*** Begin section ***

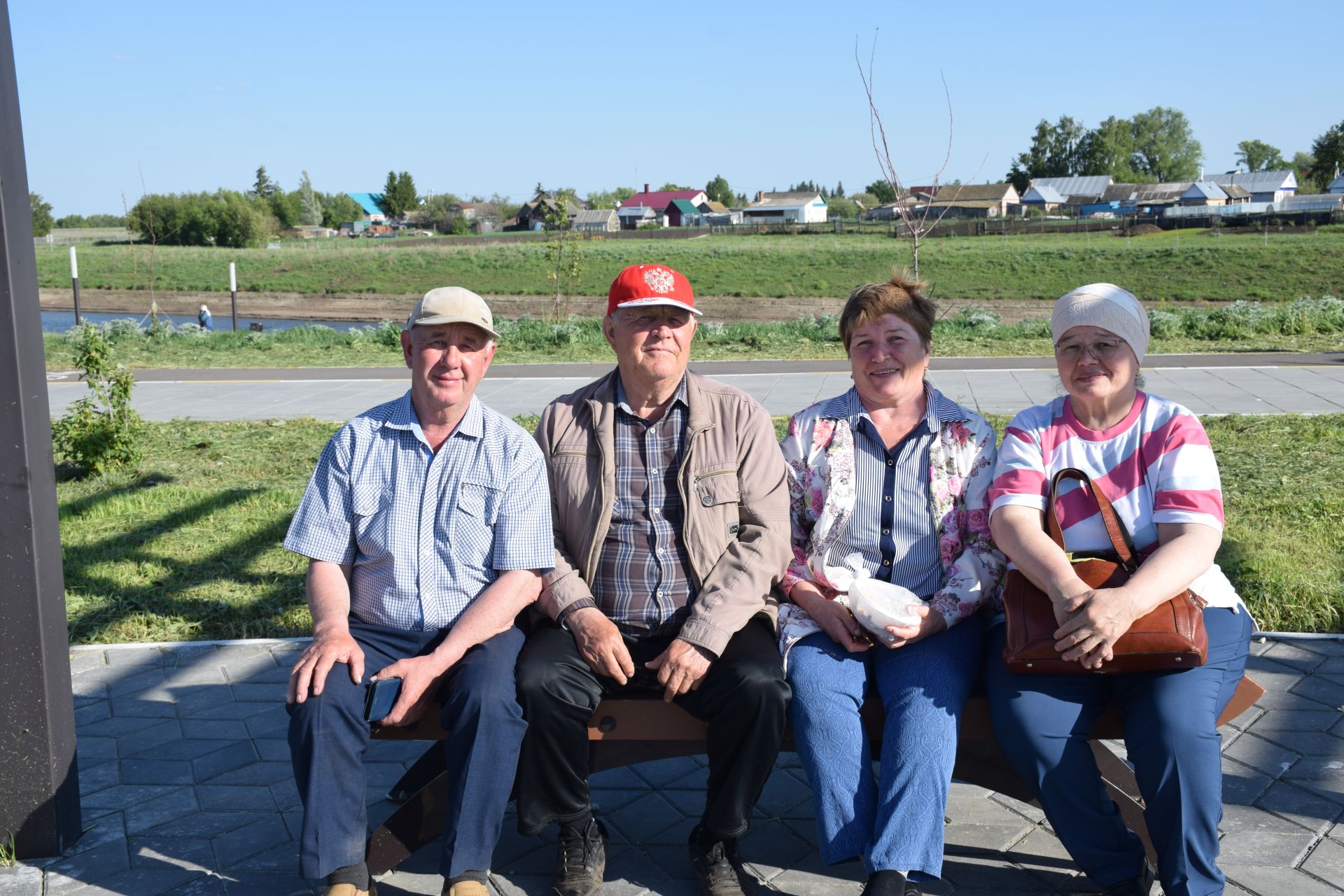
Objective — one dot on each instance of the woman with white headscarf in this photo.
(1154, 463)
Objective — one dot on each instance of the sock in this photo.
(479, 876)
(885, 883)
(356, 875)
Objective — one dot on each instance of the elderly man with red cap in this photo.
(671, 514)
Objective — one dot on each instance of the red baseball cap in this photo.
(641, 285)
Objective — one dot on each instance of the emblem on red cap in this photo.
(659, 280)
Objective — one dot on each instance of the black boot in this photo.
(581, 860)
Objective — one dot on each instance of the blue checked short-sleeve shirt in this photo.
(425, 532)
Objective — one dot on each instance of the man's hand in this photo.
(1096, 622)
(600, 644)
(838, 622)
(929, 624)
(682, 668)
(314, 664)
(419, 678)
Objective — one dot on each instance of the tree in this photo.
(882, 191)
(1108, 149)
(1328, 150)
(41, 216)
(720, 191)
(309, 207)
(1166, 146)
(1304, 164)
(1259, 155)
(398, 194)
(265, 187)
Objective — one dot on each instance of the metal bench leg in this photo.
(432, 763)
(1120, 783)
(417, 822)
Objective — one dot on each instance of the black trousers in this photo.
(743, 699)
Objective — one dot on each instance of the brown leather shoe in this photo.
(468, 888)
(349, 890)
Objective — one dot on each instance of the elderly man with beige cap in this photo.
(1152, 460)
(428, 530)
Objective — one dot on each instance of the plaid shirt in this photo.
(425, 532)
(643, 580)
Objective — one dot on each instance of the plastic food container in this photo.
(878, 605)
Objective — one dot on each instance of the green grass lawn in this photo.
(1172, 265)
(1282, 327)
(187, 546)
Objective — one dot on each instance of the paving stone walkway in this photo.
(187, 790)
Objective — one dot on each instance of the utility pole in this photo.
(39, 783)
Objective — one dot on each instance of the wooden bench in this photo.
(631, 729)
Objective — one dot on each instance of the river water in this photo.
(61, 321)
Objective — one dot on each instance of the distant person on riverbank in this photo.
(428, 530)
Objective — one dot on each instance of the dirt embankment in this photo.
(375, 308)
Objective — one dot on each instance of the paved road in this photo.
(187, 790)
(1203, 383)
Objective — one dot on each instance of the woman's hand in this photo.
(929, 624)
(1096, 621)
(832, 615)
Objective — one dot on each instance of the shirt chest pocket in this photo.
(371, 508)
(718, 488)
(467, 526)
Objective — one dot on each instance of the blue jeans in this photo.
(894, 821)
(328, 738)
(1171, 735)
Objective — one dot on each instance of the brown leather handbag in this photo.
(1170, 637)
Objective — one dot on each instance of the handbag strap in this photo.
(1114, 526)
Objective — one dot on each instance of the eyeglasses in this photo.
(1102, 349)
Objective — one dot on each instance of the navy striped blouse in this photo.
(892, 526)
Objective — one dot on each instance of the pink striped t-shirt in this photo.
(1155, 466)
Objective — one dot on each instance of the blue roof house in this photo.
(371, 204)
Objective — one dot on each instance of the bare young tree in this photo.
(916, 223)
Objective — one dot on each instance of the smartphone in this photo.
(381, 697)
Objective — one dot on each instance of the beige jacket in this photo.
(733, 485)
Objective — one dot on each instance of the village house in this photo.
(1262, 186)
(792, 209)
(974, 200)
(597, 219)
(652, 206)
(372, 207)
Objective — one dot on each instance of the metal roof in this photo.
(1086, 186)
(369, 202)
(1203, 190)
(785, 200)
(660, 199)
(1042, 194)
(974, 192)
(594, 216)
(1257, 182)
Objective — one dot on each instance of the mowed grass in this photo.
(1241, 327)
(187, 546)
(1172, 265)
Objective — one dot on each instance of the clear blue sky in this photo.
(483, 97)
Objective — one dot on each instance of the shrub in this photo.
(100, 431)
(1166, 324)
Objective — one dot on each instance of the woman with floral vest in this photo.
(889, 480)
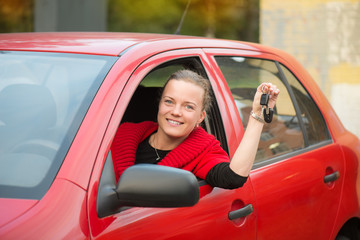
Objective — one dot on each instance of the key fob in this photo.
(264, 99)
(268, 115)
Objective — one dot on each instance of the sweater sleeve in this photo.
(222, 176)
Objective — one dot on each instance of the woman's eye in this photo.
(189, 107)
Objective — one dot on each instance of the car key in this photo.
(264, 99)
(264, 102)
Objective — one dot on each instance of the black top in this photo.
(220, 175)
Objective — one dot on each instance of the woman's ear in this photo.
(202, 117)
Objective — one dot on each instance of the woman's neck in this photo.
(163, 142)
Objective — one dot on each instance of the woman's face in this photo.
(180, 109)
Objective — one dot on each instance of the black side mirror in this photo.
(146, 185)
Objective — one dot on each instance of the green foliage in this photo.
(231, 19)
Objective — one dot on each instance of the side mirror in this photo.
(146, 185)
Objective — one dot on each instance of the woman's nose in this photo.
(177, 110)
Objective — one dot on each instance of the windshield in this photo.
(43, 100)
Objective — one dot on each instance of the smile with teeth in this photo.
(174, 122)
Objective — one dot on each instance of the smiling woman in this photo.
(177, 140)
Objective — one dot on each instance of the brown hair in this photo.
(193, 77)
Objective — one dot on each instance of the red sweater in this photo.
(198, 153)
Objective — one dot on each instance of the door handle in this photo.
(242, 212)
(331, 177)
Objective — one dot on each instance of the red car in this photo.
(63, 96)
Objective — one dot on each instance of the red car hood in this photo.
(13, 208)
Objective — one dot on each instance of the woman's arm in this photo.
(244, 156)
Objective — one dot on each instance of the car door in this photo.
(297, 175)
(219, 214)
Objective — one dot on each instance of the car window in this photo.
(244, 75)
(315, 127)
(43, 99)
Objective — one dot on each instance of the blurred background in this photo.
(324, 35)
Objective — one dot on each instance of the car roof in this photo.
(111, 43)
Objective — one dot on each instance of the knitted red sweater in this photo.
(198, 153)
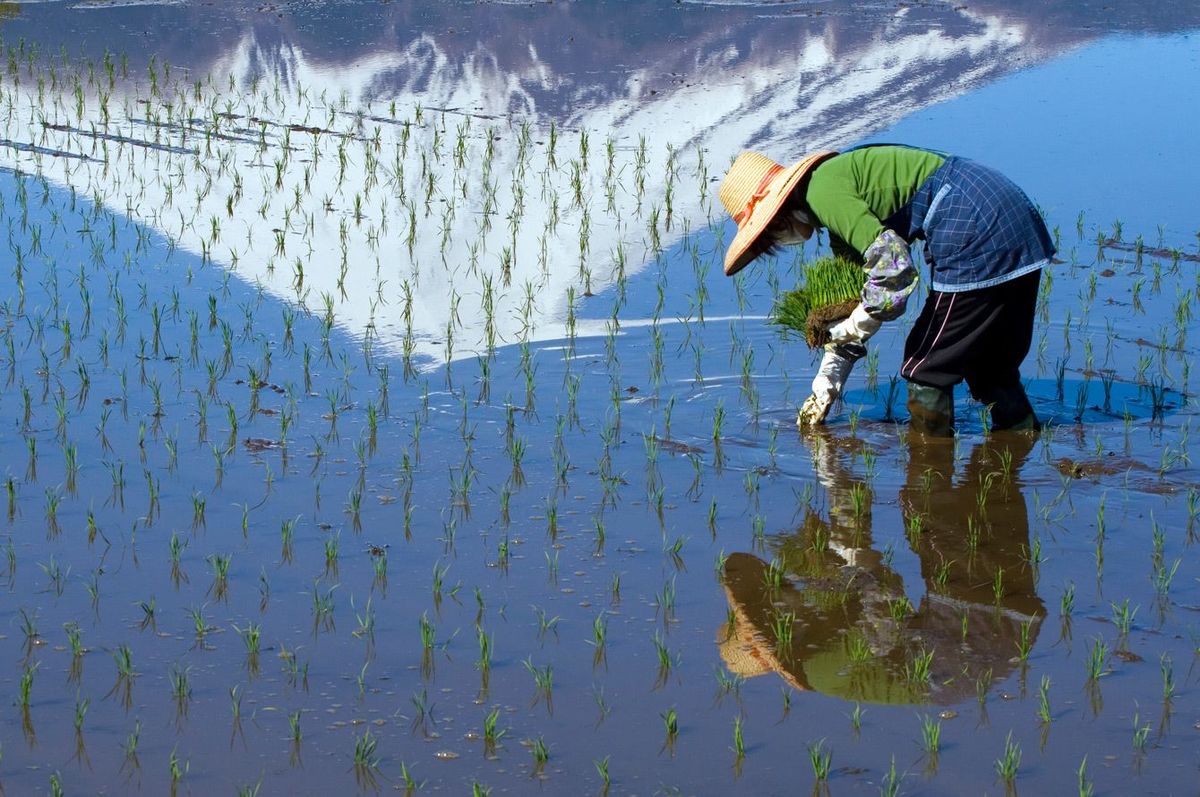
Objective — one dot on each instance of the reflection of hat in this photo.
(745, 651)
(753, 192)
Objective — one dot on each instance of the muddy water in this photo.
(322, 465)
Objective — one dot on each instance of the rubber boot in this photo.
(930, 409)
(1011, 409)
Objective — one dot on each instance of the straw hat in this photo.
(753, 192)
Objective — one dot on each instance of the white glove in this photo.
(856, 329)
(835, 366)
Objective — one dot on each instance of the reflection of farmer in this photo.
(839, 621)
(984, 240)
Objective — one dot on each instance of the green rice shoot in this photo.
(831, 289)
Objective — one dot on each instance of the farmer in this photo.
(985, 244)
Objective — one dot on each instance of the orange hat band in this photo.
(759, 195)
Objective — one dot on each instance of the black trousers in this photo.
(981, 336)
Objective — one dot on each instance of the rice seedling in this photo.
(739, 748)
(821, 759)
(930, 735)
(1009, 762)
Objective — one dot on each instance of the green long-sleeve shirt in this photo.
(852, 193)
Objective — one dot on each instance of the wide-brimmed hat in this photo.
(753, 192)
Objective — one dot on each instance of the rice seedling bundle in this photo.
(828, 294)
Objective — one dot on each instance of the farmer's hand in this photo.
(856, 329)
(835, 366)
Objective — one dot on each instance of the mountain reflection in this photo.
(831, 613)
(391, 163)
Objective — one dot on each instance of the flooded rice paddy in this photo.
(376, 414)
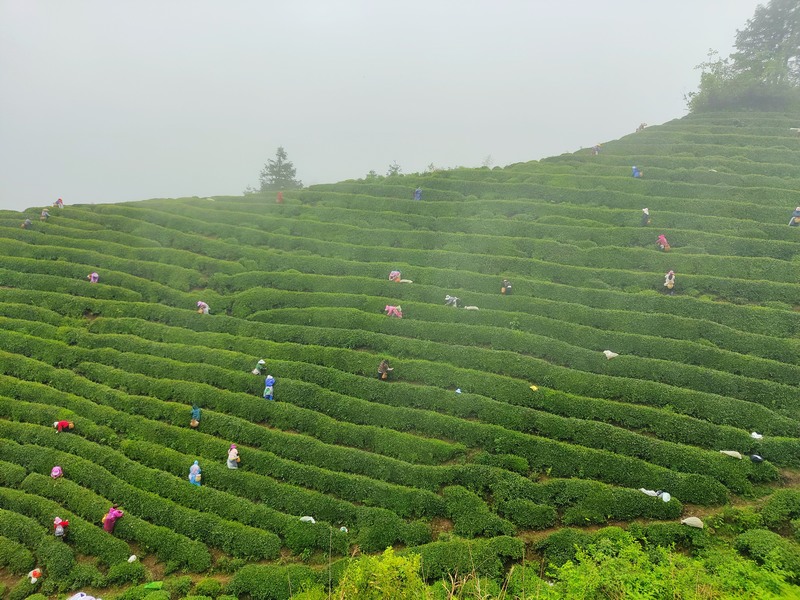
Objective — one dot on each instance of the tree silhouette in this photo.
(279, 173)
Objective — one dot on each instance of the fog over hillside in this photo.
(106, 102)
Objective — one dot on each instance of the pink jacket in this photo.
(394, 311)
(111, 518)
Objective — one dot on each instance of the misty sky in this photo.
(103, 101)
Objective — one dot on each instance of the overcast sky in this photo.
(103, 101)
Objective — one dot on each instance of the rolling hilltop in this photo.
(545, 432)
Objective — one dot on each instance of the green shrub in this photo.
(471, 517)
(208, 587)
(262, 582)
(527, 515)
(126, 573)
(561, 546)
(771, 550)
(15, 557)
(482, 557)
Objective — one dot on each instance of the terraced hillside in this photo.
(545, 431)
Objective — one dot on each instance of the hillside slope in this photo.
(457, 442)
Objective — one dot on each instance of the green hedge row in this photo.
(454, 255)
(85, 537)
(591, 434)
(371, 527)
(438, 325)
(273, 582)
(623, 503)
(708, 406)
(15, 557)
(372, 522)
(232, 537)
(55, 557)
(557, 455)
(728, 218)
(552, 304)
(486, 558)
(470, 515)
(176, 551)
(552, 244)
(286, 416)
(781, 451)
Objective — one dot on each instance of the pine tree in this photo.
(279, 173)
(769, 45)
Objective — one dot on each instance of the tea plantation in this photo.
(494, 424)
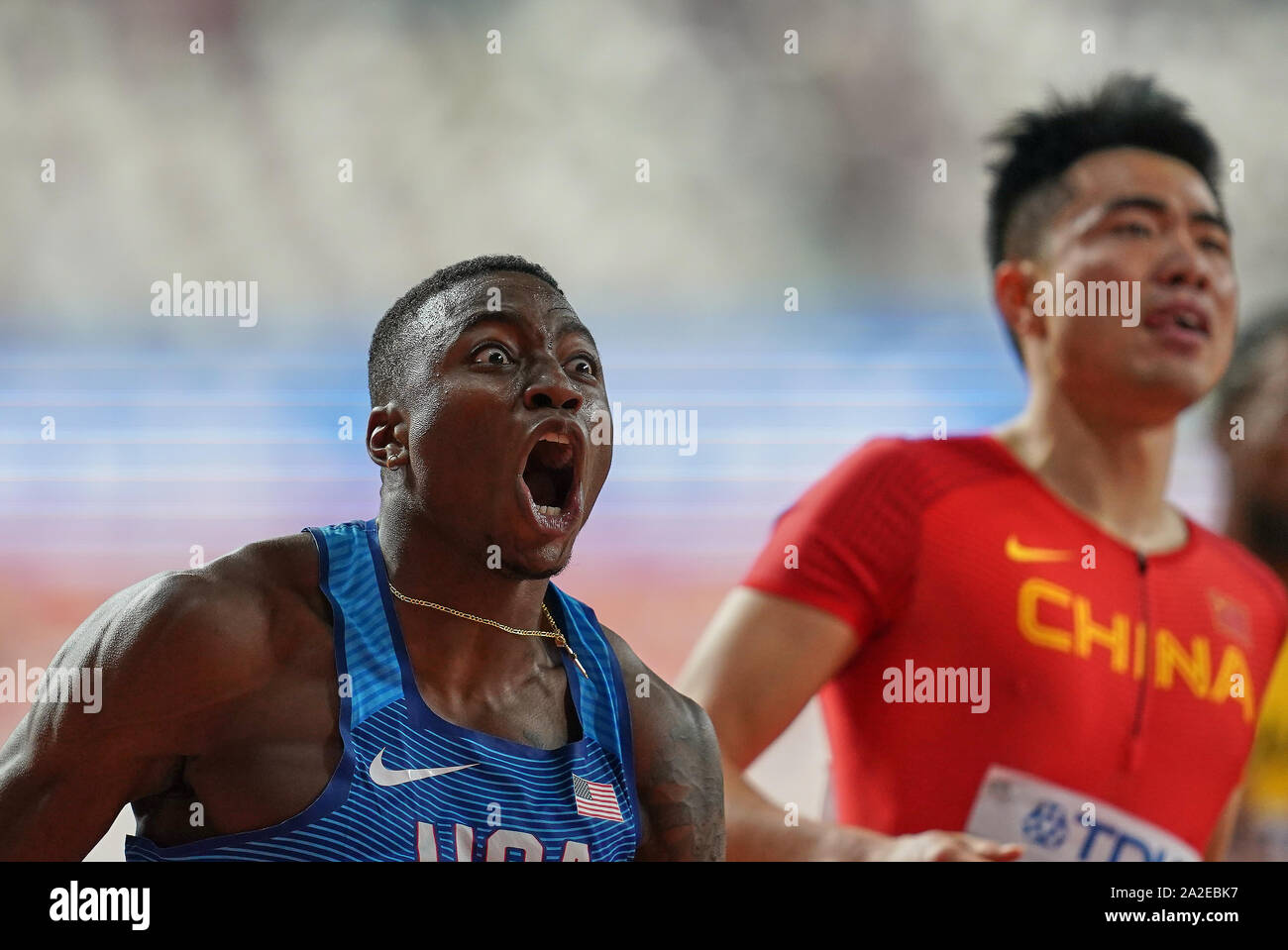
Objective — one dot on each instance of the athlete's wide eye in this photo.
(492, 356)
(1133, 228)
(583, 366)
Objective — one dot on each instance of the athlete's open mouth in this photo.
(552, 475)
(549, 473)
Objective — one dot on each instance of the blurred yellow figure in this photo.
(1252, 430)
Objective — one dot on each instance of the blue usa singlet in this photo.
(412, 787)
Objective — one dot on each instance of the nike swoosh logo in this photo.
(397, 777)
(1026, 555)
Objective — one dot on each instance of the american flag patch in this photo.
(595, 798)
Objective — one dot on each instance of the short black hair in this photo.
(1126, 111)
(389, 342)
(1245, 370)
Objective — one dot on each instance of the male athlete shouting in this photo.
(411, 687)
(1127, 648)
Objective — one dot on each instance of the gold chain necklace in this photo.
(561, 640)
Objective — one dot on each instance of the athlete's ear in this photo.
(1014, 295)
(386, 435)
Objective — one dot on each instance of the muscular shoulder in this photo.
(184, 641)
(678, 769)
(1232, 567)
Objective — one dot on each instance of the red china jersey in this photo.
(1134, 682)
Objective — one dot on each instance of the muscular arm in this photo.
(758, 665)
(678, 772)
(166, 670)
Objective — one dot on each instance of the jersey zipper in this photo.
(1133, 743)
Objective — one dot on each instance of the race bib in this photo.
(1057, 824)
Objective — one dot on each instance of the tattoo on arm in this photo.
(682, 792)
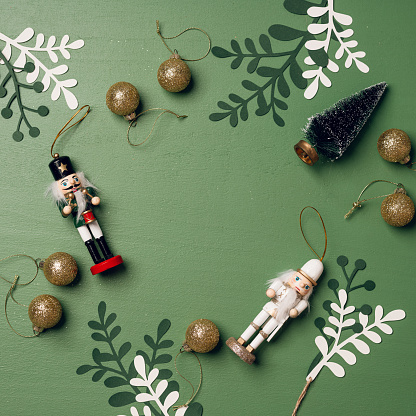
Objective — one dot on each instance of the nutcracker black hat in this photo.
(60, 167)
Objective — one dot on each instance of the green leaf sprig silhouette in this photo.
(7, 112)
(111, 363)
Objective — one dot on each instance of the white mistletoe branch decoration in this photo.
(359, 344)
(154, 394)
(345, 46)
(50, 73)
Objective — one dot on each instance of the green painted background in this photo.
(204, 214)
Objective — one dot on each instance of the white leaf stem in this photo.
(27, 52)
(362, 346)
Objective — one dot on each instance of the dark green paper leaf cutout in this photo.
(122, 398)
(273, 86)
(298, 6)
(194, 409)
(118, 375)
(333, 285)
(11, 80)
(285, 33)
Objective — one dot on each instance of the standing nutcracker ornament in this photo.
(289, 294)
(76, 196)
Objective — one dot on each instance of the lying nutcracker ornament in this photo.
(289, 294)
(76, 196)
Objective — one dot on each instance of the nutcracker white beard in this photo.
(291, 299)
(80, 198)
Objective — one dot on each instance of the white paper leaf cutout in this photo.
(181, 411)
(361, 346)
(321, 344)
(56, 92)
(344, 19)
(349, 322)
(348, 356)
(335, 308)
(349, 309)
(373, 336)
(363, 319)
(34, 54)
(161, 387)
(312, 89)
(342, 296)
(144, 397)
(316, 28)
(153, 376)
(140, 366)
(138, 382)
(32, 76)
(171, 399)
(70, 98)
(395, 315)
(134, 411)
(345, 45)
(336, 369)
(330, 332)
(334, 321)
(26, 35)
(40, 38)
(378, 313)
(317, 11)
(387, 329)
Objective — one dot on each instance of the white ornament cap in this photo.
(312, 270)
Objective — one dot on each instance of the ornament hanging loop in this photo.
(65, 128)
(194, 393)
(10, 292)
(179, 34)
(134, 122)
(359, 201)
(303, 234)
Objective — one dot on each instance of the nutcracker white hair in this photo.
(57, 195)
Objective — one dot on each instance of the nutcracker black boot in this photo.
(104, 248)
(93, 251)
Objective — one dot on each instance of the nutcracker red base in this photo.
(106, 265)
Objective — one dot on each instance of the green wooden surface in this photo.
(204, 213)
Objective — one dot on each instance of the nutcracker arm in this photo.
(301, 306)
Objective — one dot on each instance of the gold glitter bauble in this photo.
(174, 74)
(45, 311)
(60, 268)
(123, 99)
(394, 146)
(201, 335)
(398, 209)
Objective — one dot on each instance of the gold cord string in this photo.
(64, 128)
(10, 292)
(134, 122)
(323, 225)
(183, 31)
(358, 202)
(302, 395)
(194, 393)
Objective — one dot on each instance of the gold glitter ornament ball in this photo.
(60, 268)
(398, 209)
(123, 99)
(45, 311)
(202, 336)
(174, 74)
(394, 146)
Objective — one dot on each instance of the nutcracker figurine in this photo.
(289, 294)
(75, 195)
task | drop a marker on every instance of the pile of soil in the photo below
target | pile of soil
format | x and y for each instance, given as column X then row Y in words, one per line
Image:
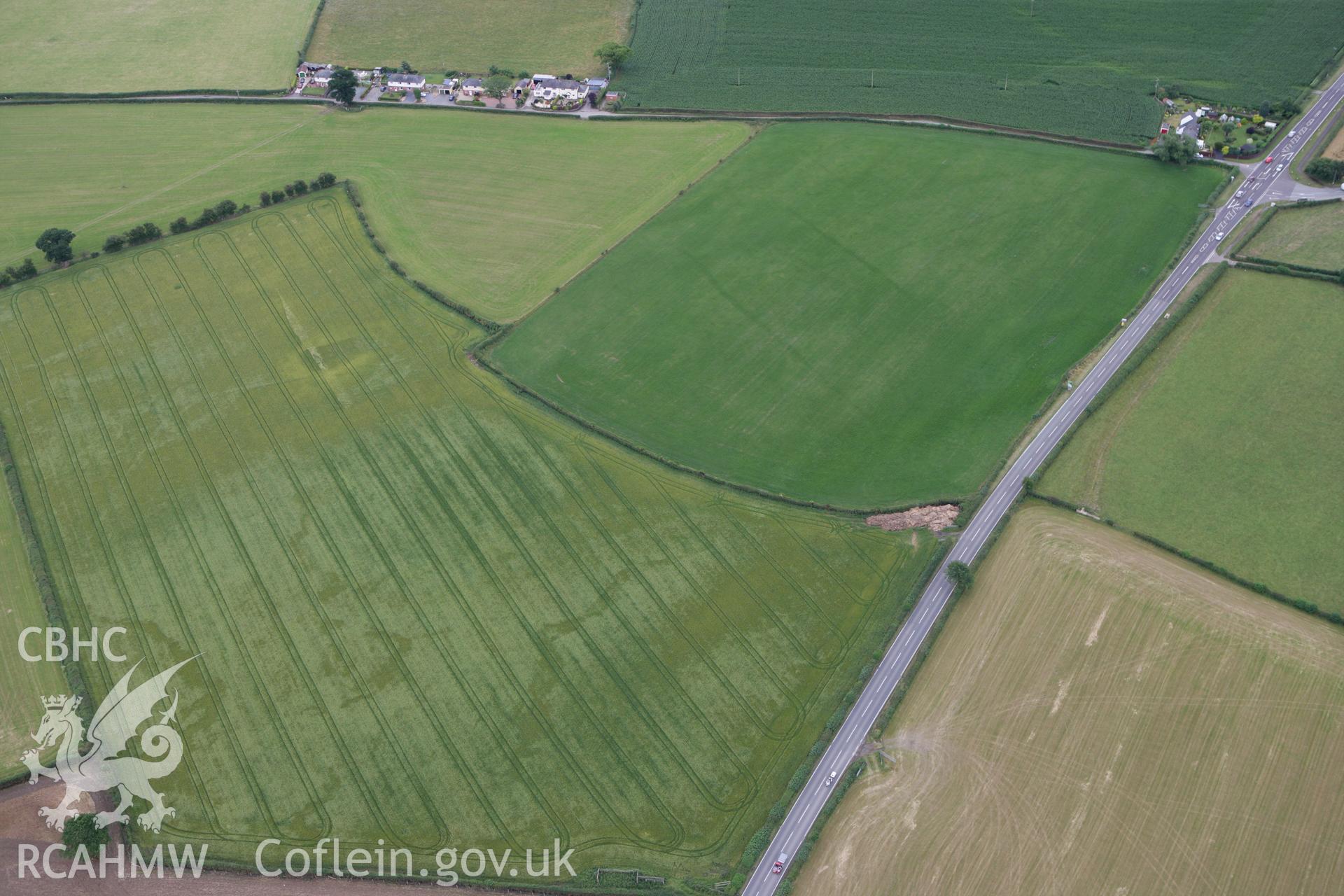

*** End section ***

### What the task asks
Please report how many lines of the listing contain the word "soil", and include nothing beyond that number.

### Written response
2